## EXERCISE
Find every line in the records below that contains "reflective", and copy it.

## EXTRACTED MATERIAL

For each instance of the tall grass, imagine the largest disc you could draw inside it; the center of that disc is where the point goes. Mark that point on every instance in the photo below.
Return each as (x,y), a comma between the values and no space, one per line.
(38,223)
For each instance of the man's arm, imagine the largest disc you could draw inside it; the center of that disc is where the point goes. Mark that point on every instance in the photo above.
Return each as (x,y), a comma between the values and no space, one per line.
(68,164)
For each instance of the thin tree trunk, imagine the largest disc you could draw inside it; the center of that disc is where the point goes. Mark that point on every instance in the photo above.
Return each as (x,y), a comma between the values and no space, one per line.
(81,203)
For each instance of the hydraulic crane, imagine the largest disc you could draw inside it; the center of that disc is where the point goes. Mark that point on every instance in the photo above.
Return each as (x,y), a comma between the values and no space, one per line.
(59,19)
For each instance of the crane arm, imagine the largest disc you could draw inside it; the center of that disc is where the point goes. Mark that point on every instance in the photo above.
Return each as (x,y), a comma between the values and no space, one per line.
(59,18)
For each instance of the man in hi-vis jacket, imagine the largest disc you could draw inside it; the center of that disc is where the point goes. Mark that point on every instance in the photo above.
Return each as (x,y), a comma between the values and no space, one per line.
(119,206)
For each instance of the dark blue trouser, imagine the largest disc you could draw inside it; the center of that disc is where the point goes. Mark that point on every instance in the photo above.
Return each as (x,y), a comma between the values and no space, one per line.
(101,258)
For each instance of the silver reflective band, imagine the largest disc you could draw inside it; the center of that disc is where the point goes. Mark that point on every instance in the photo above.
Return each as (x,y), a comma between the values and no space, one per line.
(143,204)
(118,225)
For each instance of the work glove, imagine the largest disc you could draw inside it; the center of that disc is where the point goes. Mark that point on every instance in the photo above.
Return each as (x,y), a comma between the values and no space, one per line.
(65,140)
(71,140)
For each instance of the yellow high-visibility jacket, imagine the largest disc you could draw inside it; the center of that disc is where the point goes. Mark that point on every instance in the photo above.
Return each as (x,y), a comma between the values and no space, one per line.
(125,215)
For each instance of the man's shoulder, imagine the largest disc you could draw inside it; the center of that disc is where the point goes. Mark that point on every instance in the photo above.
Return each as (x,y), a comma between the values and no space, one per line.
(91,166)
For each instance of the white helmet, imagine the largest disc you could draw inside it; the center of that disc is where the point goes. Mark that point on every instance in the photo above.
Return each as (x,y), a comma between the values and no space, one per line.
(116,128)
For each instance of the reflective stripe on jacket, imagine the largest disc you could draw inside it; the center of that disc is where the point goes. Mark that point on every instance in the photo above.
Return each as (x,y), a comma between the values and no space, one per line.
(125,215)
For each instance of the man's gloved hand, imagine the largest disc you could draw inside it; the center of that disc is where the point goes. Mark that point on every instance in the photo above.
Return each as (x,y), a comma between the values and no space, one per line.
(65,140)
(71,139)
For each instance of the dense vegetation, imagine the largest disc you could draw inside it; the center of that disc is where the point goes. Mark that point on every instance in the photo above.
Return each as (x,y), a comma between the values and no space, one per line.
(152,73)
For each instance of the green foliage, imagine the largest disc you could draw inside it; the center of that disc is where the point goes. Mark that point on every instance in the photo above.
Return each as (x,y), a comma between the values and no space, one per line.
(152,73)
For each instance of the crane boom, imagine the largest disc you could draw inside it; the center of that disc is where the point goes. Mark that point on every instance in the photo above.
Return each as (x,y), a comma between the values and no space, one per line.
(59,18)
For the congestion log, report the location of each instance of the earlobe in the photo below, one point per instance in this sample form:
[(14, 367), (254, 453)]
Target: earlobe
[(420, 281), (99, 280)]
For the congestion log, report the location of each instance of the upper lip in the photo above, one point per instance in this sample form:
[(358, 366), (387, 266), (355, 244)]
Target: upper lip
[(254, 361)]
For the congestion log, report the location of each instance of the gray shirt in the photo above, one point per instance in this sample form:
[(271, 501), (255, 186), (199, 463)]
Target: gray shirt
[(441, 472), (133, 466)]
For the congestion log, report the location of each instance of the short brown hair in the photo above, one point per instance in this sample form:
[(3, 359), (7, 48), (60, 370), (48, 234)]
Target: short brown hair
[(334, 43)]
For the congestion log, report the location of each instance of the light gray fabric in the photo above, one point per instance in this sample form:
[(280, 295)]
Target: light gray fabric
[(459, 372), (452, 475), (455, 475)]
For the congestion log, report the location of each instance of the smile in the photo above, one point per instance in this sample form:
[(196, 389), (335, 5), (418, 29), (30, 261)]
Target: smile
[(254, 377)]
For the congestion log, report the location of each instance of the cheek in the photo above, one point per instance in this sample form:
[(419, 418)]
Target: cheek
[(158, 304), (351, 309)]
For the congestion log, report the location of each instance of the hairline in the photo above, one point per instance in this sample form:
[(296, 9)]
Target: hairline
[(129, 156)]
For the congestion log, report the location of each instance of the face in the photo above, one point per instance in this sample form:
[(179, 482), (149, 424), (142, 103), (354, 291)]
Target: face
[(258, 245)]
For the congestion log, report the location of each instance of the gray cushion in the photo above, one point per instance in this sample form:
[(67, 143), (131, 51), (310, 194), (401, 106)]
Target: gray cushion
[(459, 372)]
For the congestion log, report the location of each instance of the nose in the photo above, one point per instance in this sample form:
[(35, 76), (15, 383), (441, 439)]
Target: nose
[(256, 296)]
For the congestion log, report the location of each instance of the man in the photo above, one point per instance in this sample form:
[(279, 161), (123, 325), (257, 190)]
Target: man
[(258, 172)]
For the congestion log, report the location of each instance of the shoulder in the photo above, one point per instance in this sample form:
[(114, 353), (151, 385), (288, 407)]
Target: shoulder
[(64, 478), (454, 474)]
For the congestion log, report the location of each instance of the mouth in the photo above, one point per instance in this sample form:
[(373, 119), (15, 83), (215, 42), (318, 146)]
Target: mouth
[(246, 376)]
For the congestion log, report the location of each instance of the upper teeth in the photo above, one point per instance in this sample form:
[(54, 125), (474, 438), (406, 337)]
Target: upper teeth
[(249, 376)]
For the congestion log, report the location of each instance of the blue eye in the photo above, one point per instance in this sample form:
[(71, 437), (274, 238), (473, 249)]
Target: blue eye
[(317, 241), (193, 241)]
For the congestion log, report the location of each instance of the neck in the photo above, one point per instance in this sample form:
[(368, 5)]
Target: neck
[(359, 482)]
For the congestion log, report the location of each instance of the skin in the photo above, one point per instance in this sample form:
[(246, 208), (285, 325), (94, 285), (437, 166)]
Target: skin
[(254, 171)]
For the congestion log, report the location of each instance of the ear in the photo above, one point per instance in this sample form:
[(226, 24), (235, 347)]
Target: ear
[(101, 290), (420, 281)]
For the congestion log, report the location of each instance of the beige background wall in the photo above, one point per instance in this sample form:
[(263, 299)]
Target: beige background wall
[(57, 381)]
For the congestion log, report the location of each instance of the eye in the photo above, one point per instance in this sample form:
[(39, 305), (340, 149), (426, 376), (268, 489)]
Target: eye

## REPLY TO THE EXERCISE
For each instance of the silver reflective band, imagine the largest disc you could draw inside it; the center of that disc is where the point goes. Mark that point on every instance in the photo above.
For each instance of the reflective stripe on jacket, imagine the largest disc you could draw inside it; the center of that disc is where the point goes. Mark that point on every instance in the photo above.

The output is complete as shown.